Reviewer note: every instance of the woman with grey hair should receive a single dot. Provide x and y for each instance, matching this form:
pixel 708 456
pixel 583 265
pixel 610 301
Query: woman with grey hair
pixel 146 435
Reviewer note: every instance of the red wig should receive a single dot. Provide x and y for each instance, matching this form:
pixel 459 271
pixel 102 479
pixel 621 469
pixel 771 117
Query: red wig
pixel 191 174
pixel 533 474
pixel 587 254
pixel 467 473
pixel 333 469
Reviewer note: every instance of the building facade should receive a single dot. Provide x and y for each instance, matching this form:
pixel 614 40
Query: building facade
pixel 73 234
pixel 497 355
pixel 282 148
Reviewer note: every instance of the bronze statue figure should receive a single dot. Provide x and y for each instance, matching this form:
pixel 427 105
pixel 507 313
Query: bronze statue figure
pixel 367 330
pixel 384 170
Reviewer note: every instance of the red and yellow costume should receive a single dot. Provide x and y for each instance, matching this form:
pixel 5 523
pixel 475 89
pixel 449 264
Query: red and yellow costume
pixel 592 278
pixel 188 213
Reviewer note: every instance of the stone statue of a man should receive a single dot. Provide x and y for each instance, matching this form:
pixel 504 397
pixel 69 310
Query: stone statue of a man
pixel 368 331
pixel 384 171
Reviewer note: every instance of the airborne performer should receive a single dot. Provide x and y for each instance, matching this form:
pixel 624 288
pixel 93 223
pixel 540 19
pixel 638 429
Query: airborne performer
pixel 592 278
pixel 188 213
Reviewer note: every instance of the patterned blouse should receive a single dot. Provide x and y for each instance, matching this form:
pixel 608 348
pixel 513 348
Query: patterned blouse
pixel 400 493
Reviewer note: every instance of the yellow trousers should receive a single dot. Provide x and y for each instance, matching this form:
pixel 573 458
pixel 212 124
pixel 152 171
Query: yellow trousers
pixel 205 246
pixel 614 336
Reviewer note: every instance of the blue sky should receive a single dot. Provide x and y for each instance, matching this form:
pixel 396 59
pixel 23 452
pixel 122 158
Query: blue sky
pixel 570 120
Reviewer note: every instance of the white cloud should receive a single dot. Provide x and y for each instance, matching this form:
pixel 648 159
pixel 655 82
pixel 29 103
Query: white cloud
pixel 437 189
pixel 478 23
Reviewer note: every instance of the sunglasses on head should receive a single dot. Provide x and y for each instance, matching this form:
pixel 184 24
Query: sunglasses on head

→ **ACTIVITY**
The expected output is exactly the lines of the listing above between the line holding "pixel 621 469" and the line holding "pixel 638 429", inclusive.

→ **RESULT OF THIS EXERCISE**
pixel 621 469
pixel 771 117
Query: red wig
pixel 191 174
pixel 533 474
pixel 587 254
pixel 467 473
pixel 333 469
Reviewer note: every instance of the building facade should receive a single dot. Provide x and y for each instance, matching this form:
pixel 614 40
Query: building facade
pixel 73 234
pixel 497 355
pixel 282 148
Reviewer note: every instance of the bronze statue figure should receive a single dot. Provide x and y for each instance, matching this form:
pixel 427 105
pixel 507 313
Query: bronze statue figure
pixel 367 330
pixel 384 170
Reviewer note: every instance of the red and yellow costume should receive a single dot. Provide x and y for each instance, matching this form:
pixel 5 523
pixel 475 89
pixel 449 264
Query: red and yellow costume
pixel 592 278
pixel 188 213
Reviewer note: every instance of the stone statue of a man should receive a single dot. Provide x and y for each instance, matching this form:
pixel 504 397
pixel 69 310
Query: stone statue of a man
pixel 368 331
pixel 384 171
Reviewer note: every instance of the airborne performer should receive a single dot. Provide x and y for each instance, matching this form:
pixel 624 288
pixel 93 223
pixel 540 19
pixel 638 429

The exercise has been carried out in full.